Directions
Which lines in the data below contain the word "bench"? Copy each of them.

[Entries from a data source]
════════
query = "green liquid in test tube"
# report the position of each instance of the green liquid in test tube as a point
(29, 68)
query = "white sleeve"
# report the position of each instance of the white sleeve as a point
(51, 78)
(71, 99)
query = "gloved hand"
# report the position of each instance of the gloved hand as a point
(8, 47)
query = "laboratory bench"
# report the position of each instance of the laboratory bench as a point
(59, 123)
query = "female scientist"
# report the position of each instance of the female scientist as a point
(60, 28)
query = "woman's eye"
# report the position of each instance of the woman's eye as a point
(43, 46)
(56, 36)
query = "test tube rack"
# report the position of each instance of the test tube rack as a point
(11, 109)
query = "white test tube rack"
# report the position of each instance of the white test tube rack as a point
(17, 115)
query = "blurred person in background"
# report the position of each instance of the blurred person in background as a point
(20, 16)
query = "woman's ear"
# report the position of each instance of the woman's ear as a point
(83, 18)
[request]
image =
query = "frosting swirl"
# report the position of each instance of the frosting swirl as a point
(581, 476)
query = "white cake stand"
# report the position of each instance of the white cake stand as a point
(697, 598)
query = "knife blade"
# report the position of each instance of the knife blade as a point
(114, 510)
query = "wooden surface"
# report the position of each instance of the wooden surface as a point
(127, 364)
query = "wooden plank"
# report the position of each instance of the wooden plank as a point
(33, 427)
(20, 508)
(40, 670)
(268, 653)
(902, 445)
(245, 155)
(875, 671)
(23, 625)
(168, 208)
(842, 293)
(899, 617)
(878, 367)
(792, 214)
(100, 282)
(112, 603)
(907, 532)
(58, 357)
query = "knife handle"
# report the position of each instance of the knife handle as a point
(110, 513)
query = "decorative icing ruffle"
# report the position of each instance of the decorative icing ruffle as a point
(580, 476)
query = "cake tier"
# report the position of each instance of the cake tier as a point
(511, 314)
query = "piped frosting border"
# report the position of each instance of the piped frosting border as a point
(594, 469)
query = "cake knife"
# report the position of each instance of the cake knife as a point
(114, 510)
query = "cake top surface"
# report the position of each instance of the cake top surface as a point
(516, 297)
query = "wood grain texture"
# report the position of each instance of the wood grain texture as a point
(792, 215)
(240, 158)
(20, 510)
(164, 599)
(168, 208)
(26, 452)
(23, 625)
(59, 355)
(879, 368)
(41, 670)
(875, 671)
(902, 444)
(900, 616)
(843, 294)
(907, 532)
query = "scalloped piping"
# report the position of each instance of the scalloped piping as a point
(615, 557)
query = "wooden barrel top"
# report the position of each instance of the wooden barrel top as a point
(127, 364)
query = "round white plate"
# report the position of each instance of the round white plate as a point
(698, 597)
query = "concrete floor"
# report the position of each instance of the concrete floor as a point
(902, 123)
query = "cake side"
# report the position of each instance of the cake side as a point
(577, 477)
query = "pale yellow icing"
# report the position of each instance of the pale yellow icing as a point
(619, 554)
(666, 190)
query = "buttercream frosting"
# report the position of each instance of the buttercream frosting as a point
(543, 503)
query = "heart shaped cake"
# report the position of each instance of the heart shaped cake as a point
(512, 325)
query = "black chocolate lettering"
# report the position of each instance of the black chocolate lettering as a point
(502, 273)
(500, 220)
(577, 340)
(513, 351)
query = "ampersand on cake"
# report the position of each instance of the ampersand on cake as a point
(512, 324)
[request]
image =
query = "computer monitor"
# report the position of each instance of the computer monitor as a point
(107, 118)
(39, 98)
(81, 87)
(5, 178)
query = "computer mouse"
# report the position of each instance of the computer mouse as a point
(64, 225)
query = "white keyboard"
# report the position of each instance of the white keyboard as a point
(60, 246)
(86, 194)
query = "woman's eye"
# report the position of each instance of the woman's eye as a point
════════
Worked solution
query = "laboratory bench"
# report the position of each instance of the laboratory bench as a point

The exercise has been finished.